EXERCISE REQUIREMENTS
Repeat all the data that appears below, keeping it exact.

===== ENTRIES SUPPLIED =====

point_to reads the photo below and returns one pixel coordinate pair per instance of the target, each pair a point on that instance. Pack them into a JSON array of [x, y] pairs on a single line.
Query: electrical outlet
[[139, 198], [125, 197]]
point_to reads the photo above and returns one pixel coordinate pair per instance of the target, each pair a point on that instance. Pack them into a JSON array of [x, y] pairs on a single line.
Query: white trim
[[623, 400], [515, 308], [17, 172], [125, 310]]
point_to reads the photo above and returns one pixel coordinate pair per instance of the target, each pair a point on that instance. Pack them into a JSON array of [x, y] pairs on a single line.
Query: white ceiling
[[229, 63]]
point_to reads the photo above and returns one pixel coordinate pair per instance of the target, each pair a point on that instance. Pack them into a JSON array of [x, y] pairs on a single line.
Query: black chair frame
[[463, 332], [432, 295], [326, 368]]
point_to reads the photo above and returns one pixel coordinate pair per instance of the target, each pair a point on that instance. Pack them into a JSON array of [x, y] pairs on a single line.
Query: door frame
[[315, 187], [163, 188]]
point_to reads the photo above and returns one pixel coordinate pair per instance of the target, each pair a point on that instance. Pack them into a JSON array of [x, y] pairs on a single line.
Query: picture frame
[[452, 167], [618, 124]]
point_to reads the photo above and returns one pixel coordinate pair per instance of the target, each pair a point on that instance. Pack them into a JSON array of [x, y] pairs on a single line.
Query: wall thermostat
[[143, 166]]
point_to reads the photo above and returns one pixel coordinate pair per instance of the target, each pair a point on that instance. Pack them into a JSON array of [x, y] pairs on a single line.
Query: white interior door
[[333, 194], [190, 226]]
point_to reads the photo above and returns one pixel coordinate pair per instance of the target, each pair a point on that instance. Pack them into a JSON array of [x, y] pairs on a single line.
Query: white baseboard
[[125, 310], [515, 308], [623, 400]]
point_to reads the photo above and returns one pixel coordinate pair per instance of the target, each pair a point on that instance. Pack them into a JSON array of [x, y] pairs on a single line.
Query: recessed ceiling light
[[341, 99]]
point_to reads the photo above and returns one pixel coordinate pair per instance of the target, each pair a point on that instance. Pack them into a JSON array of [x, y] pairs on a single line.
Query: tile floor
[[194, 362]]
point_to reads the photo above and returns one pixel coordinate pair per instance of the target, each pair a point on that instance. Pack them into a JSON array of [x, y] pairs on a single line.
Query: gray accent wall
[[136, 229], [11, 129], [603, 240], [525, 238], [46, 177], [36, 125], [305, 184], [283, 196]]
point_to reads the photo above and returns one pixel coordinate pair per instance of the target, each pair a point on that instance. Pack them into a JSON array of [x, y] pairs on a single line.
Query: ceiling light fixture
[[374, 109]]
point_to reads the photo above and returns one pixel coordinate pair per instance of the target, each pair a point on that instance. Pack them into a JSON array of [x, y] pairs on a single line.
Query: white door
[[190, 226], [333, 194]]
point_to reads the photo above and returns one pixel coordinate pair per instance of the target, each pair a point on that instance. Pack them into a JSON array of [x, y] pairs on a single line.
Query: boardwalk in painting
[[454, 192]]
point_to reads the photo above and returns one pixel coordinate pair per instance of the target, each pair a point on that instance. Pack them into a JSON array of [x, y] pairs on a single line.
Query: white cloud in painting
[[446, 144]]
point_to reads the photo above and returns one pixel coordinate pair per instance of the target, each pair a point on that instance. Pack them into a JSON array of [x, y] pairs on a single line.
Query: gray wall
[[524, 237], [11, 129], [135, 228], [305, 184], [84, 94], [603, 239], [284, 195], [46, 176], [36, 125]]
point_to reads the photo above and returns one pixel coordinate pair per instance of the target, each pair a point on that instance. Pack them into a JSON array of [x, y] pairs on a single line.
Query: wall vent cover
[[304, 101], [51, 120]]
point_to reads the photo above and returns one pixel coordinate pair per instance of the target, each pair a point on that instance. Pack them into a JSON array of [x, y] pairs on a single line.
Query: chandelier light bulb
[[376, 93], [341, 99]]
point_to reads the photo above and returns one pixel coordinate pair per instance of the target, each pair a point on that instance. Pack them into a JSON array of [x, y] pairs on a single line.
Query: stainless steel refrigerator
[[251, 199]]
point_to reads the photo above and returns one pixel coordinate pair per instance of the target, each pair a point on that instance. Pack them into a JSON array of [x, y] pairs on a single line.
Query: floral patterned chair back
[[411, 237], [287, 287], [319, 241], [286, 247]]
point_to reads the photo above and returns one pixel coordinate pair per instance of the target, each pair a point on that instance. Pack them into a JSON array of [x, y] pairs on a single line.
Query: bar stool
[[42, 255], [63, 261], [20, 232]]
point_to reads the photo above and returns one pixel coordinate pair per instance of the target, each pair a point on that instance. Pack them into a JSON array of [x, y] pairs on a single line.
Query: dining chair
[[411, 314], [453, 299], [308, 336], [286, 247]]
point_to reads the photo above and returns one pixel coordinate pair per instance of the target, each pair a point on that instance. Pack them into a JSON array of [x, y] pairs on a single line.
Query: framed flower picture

=====

TASK RESPONSE
point_to reads the photo below and returns one pixel coordinate pair per instance of the target, each pair a point on that instance. Pack them into a JSON array of [x, y] pairs on a single line.
Query: electrical outlet
[[139, 198], [125, 197]]
point_to reads the photo above and returns one pixel coordinate pair per instance of the target, each pair a point on that instance. Pack them into a JSON array of [x, y] pairs on a single line.
Query: white trim
[[623, 400], [515, 308], [17, 172], [125, 310]]
point_to reads the photo above and returns one pixel coordinate pair per instance of the target, each pair a point on that instance. Pack them into a JSON array of [x, y] pairs on a single line.
Query: white ceiling
[[229, 63]]
point_to reads the photo above and returns one pixel coordinate pair per instance of the target, each pair a point on that instance. Pack them into a JSON array of [x, y] pairs on a single line.
Query: black chair frame
[[463, 332], [432, 295], [326, 368]]
point_to reads the photo above and returns one pixel coordinate pair per instance of the target, each pair a point on that instance. Pack them into a JSON array of [x, y] pairs on a single line.
Query: door frame
[[315, 187], [163, 188]]
point_to reads the photo above and returns one pixel coordinate pair per instance of the target, each pair a point on that instance. Pack them into a JSON array of [x, y] pairs on a single line.
Query: picture frame
[[452, 167], [618, 124]]
point_to reads the photo above and returns one pixel coordinate pair per instance of the target, each pair a point on that instance. Pack them into a JSON array of [x, y] pairs on a single line.
Query: wall thermostat
[[143, 166]]
point_to reads the photo above and returns one pixel coordinate pair per instance of the target, each pair a point on that instance. Pack them into a JSON array of [x, y] pairs on a single line.
Query: white interior door
[[333, 194], [190, 226]]
point_to reads the photo above and returns one pixel coordinate pair per instance of the target, each pair a point on that instance. Pack them into a JSON array of [x, y] pairs on a single line.
Query: white baseboard
[[125, 310], [515, 308], [623, 400]]
point_to reads the photo above and returns one pixel coordinate pair per instance of the target, each pair a point on that instance. Pack them into a JSON array of [x, y] pairs on a single line.
Query: recessed ceiling light
[[341, 99]]
point_to reads the photo above and returns one pixel coordinate pair per instance of the target, each pair a point on that instance. Pack them into a JSON array of [x, y] pairs on a single line.
Query: tile floor
[[194, 362]]
point_to reads the photo above and returns one pixel coordinate pair per instance of the target, each pair a point on that instance. Pack them into a JSON array of [x, y] pairs on a single line.
Query: gray accent wall
[[136, 229], [11, 129], [603, 240], [525, 238], [46, 177], [36, 125], [305, 184], [283, 196]]
point_to reads the photo above and returns one pixel coordinate pair per instance of the target, each pair a point on that instance. Pack them into a JSON array of [x, y] pairs on a single line.
Query: ceiling light fixture
[[374, 109]]
point_to reads the photo above and returns one pixel coordinate pair per instance of the target, each pair a point on that instance. Pack them into a JSON array of [x, y] pairs on a single line.
Query: white door
[[190, 226], [333, 194]]
point_to reads the photo above and returns one pixel coordinate pair per instance of the target, each pair a point on that instance. Pack them into a JSON array of [x, y] pairs on a single line.
Query: boardwalk in painting
[[454, 192]]
point_to reads the photo above and returns one pixel coordinate pair per instance of the target, each pair a point on that instance. Pack them into a JSON array of [x, y] pairs on a single line.
Query: white cloud in painting
[[446, 144]]
point_to reads the photo above and returns one pixel coordinate pair per instance of the target, each pair a point on that instance. Pack them into a JSON array of [x, y] pairs on a single line.
Query: gray wall
[[524, 237], [11, 129], [135, 228], [305, 184], [84, 94], [603, 239], [284, 195], [46, 176], [36, 125]]
point_to reads the photo above and returns one pixel coordinate pair per instance of the target, each pair a point on that instance. Pack them into a JSON array of [x, y] pairs on a single line.
Query: wall vent cover
[[304, 101], [51, 120]]
point_to reads the photo above and returns one pixel coordinate pair per instance of the target, each pair a point on that instance. Pack them into a JSON array of [x, y] pairs on a single line.
Query: chandelier light bulb
[[376, 93], [341, 99]]
point_to reads the photo above and returns one pixel coordinate pair per instance of the target, each pair a point on that instance. Pack them into a JSON array of [x, y] pairs on a single line.
Query: stainless steel refrigerator
[[251, 199]]
point_to reads the photo above and returns one pixel coordinate pair per instance of the target, each pair a point on that instance. Pack them into a JSON array of [x, y] pairs on a single line.
Query: floral patterned chair back
[[411, 237], [287, 287], [319, 241], [286, 247]]
point_to reads the photo above and returns one pixel coordinate pair per instance of the target, each pair a point on that instance. Pack them into a JSON array of [x, y] pairs on a single line.
Query: bar stool
[[42, 255], [63, 261], [20, 232]]
point_to reads the photo above and returns one pixel coordinate pair per instance of the target, each pair a point on that instance. Pack them into a JSON array of [x, y] pairs on a single line.
Query: dining chair
[[411, 314], [453, 299], [308, 336], [286, 247]]
point_to reads the photo above and returns one pixel coordinate pair per instance of the target, each pair a point on that instance. Pack them into a JSON array of [x, y] pairs on a single line.
Query: framed flower picture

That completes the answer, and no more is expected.